Thinking about this, it hit me that there are precious few ways that an authentication scheme could play well with AOL’s method of providing web access. For example:
- The scheme could just do away with a reliance on the client’s IP address; this, though, would mean that the site would be entirely susceptible to session hikacking.
- The scheme could use a looser IP address check, checking only to make sure the client was in the same range of IP addresses from request to request; this would likewise open the site up to (a more limited scope of) session hijacking, and would be a completely arbitrary implementation of the idea that proxy requests will always take place within some generic range of IP addresses. (Of note, it appears this is how the popular web forum software phpBB has decided to deal with this same problem, only checking the first 24 bits of the IP address.)
- The scheme could replace its checks of the client IP address with checks of other random HTTP headers (like the User-Agent, the Accept-Charset, etc.); to me, though, any competent hacker wouldn’t just playback the cookie header, he would play back all the headers from the request, and would easily defeat this check without even knowing it.
- Lastly, the scheme could get rid of the client IP address check but demand encryption of all its traffic (using secure HTTP); this would work great and prevent network capture of the cookies, but would require an HTTPS server and would demand that the people running the app spend money annually to get a security certificate, all just to work around AOL’s decision on how the web should work.

◆ Source material
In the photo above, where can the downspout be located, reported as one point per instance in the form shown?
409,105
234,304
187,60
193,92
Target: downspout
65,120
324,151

◆ Required actions
**1)** For the text about AOL and authentication schemes, decide whether each statement agrees with it, answering yes or no and quoting the words that settle it: (a) phpBB checks only part of the client's IP address; (b) switching to secure HTTP would bring no added cost; (c) checking other HTTP headers would stop a competent hacker.
**2)** List every option the text about AOL and authentication schemes gives for how a scheme could deal with AOL's method of providing web access.
**3)** Write the next part of the text about AOL and authentication schemes, picking up after its final sentence.
The lines above are separate from the text about AOL and authentication schemes.

◆ Results of the exercise
**1)**
(a) Yes: "only checking the first 24 bits of the IP address."
(b) No: "would demand that the people running the app spend money annually to get a security certificate."
(c) No: "would easily defeat this check without even knowing it."

**2)**
1. Drop its reliance on the client's IP address.
2. Use a looser IP address check, making sure the client stays in the same range of IP addresses from request to request.
3. Replace its checks of the client IP address with checks of other HTTP headers, such as the User-Agent and the Accept-Charset.
4. Drop the client IP address check but demand encryption of all its traffic using secure HTTP.

**3)**
In the end, I added a preference to my scheme that allows any single application to decide on one of two behaviors, either completely rejecting clients that are coming through AOL proxy servers (not shockingly, the way that many others have decided to deal with the problem), or allowing them by lessening the security bar for them and them alone. I check whether a given client is coming from AOL via a two-pronged test: first, I check to see if the User-Agent string contains “AOL”, and if it does, I check to see if the client IP address is within the known blocks of AOL proxy servers. If the client is found to be an AOL proxy server, then (depending on the chosen behavior) I either return the user to the login page with a message that explains why his browser can’t connect to my app, or I build my authentication token without the client IP address and then pass the user into the application.
Finding myself in a situation where users were inexplicably unable to access one of my web apps was reasonably irritating, sure, but the end explanation was way more irritating. Now, I have to maintain a list of known AOL proxy servers in all my apps, and potentially, I have to get involved in teaching users how to bypass the AOL browser for access to any apps that require the stronger level of security. Of course, it’s also helped me understand the places where my authentication scheme can stand to be improved, and that’s not all that bad… but it still makes me want to punish AOL somehow.